■ Given entries
- - -

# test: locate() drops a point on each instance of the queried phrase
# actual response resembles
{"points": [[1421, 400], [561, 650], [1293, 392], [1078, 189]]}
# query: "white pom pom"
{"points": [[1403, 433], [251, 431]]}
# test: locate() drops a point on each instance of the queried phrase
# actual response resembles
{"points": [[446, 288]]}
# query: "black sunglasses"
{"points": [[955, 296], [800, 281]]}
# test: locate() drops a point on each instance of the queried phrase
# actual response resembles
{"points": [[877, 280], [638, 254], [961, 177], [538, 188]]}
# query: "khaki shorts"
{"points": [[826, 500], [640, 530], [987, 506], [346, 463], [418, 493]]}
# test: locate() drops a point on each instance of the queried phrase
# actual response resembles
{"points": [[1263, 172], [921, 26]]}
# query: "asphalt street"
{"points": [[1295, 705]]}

- - -

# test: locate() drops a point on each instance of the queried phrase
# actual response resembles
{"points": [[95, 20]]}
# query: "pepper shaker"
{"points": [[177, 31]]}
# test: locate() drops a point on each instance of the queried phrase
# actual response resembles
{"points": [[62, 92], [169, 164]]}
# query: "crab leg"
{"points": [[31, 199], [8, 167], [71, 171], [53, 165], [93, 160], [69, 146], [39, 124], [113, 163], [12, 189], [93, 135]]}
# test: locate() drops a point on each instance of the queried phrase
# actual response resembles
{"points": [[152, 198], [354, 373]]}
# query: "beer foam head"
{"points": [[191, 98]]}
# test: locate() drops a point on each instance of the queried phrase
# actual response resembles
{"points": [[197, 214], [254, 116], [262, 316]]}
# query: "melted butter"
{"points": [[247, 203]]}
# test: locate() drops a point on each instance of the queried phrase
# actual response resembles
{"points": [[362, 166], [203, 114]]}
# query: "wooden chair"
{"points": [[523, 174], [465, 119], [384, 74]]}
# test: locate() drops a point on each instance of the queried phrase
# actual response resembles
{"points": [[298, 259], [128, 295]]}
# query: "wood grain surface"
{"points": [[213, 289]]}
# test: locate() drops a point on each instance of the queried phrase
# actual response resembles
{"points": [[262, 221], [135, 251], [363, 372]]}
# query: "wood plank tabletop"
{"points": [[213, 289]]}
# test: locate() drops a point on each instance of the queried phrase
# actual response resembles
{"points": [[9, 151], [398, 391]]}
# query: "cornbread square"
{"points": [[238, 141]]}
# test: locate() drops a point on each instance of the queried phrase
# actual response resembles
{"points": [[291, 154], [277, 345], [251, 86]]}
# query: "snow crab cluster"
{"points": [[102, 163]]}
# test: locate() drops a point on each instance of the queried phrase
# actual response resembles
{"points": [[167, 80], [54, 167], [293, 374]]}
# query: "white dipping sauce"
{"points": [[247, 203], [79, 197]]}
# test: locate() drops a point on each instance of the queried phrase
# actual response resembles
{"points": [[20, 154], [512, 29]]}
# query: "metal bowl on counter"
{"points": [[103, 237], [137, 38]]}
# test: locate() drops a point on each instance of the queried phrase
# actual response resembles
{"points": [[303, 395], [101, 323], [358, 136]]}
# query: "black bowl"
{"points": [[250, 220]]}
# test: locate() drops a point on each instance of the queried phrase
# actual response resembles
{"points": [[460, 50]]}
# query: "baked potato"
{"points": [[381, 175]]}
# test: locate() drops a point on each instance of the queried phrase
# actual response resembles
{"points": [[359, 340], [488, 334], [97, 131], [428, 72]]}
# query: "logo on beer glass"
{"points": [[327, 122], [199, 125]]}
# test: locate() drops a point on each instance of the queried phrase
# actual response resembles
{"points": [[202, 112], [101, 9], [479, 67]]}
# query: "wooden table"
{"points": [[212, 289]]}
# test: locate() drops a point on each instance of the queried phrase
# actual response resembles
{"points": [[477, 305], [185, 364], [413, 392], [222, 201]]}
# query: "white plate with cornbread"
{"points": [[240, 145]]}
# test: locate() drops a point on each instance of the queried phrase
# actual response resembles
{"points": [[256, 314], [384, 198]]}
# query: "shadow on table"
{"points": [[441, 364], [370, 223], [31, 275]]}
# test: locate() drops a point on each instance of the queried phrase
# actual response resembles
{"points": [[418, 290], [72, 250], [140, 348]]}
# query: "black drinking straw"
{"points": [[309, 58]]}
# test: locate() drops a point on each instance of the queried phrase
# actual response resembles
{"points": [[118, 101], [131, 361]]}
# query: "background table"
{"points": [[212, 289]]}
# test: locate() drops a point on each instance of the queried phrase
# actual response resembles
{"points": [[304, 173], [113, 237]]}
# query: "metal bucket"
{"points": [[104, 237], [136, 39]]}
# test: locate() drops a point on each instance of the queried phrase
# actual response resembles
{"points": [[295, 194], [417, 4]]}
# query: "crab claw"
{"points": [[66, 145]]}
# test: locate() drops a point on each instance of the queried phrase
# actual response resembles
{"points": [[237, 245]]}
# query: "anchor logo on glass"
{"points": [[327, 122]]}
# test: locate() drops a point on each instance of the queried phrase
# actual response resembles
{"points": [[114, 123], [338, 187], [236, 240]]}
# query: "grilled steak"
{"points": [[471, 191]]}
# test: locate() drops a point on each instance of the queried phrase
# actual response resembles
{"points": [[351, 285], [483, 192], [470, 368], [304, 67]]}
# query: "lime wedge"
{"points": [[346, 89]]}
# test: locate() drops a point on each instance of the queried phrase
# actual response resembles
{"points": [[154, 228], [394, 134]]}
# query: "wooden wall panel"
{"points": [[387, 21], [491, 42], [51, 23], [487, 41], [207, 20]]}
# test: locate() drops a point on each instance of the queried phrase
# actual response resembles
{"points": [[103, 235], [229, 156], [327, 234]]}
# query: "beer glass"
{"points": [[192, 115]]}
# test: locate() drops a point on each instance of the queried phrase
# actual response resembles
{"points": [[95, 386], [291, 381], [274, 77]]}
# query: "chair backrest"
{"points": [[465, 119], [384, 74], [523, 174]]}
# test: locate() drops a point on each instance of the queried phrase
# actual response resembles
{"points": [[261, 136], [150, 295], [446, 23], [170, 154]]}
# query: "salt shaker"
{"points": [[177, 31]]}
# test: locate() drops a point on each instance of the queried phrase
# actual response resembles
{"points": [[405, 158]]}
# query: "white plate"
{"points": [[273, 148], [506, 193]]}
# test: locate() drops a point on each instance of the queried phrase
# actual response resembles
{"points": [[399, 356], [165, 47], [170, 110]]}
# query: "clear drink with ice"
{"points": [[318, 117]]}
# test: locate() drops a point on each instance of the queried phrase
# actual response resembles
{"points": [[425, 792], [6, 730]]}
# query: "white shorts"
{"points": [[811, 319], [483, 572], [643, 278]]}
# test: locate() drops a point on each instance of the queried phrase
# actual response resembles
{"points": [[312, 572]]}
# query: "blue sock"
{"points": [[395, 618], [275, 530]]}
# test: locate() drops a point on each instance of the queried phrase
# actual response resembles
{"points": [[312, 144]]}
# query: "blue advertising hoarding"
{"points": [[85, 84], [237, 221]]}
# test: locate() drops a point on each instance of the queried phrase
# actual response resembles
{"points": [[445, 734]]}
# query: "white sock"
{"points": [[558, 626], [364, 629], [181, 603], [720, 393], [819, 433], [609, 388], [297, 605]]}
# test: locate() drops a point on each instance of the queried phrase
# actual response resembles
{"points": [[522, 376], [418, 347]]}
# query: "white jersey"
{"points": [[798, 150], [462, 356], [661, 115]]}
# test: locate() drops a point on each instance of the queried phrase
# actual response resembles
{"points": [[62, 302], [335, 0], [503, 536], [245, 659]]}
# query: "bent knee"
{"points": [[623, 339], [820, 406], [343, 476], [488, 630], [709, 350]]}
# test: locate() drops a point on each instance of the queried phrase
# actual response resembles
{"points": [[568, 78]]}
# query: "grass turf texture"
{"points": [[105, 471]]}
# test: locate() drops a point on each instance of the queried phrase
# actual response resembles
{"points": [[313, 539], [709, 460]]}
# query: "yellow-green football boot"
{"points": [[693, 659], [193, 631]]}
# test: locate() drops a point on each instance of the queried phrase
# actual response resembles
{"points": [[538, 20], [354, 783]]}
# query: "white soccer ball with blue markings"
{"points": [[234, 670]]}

- - -

■ What you are asked to do
Locate each line above that contains the word "logo", matching case exactly, and copy those lines out.

■ Complete output
# query: "logo on beer glass"
# query: "anchor logo on glass"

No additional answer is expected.